## Directive
Rewrite the data from the line containing "Where in the photo above do you see the brass" through the end of the data, substituting "group of people" for "crowd of people" and keeping everything else the same, with no pictures in your answer.

## Records from a dataset
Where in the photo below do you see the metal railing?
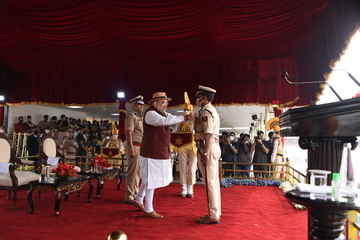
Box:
[220,158,307,185]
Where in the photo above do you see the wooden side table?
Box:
[27,176,93,217]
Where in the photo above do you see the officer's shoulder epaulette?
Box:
[204,108,213,116]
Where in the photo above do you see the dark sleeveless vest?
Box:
[140,106,170,159]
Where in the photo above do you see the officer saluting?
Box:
[195,85,221,224]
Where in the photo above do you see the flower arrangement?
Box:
[90,154,112,169]
[51,163,78,178]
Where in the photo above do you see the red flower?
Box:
[51,163,78,177]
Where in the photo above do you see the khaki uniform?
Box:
[62,137,79,159]
[178,121,197,186]
[273,137,284,179]
[195,103,221,219]
[125,112,143,201]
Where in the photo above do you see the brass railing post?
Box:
[285,158,290,181]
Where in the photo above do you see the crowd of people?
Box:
[220,126,283,179]
[14,114,121,160]
[9,85,282,224]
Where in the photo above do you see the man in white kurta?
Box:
[133,92,196,218]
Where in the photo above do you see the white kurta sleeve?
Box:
[144,111,184,127]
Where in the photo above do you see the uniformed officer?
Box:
[195,85,221,224]
[125,95,144,204]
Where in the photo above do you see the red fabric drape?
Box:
[0,0,360,105]
[0,102,4,125]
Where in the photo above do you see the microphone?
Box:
[282,69,342,101]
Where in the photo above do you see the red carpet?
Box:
[0,180,307,240]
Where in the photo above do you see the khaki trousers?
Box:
[125,144,140,201]
[198,142,221,219]
[273,157,282,179]
[179,149,197,185]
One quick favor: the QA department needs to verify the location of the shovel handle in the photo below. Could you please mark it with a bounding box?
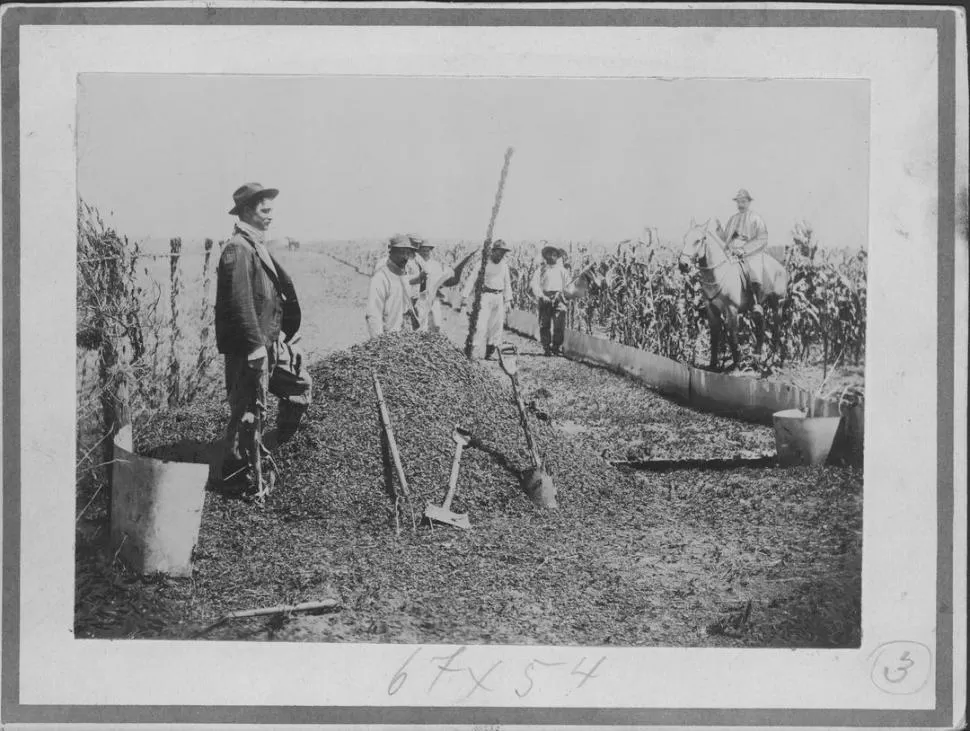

## Response to the exercise
Where in the photo above do you see the brass railing post?
Box:
[285,158,290,181]
Where in the photo above do you see the group of people?
Box:
[220,126,283,179]
[14,114,121,160]
[9,85,282,224]
Where in the photo above do you see the man in white kurta?
Box:
[133,92,196,218]
Where in the photo above do you see the white kurta sleeve?
Box:
[144,111,184,127]
Where in the photo above do you see the uniformed officer?
Box:
[195,85,221,224]
[125,95,144,204]
Where in the photo above do you see the red fabric drape?
Box:
[0,0,360,105]
[0,102,4,125]
Where in the photo above do you see the microphone?
Box:
[282,69,342,101]
Where in the photo above do you see the red carpet?
Box:
[0,180,307,240]
Where in the photo above do you see the khaki trousers?
Box:
[125,144,140,201]
[198,142,221,219]
[273,157,282,179]
[179,149,197,185]
One quick favor: the QA department needs to verify the location of the shovel handle in the photo below. Could you please mark it with a bounding box?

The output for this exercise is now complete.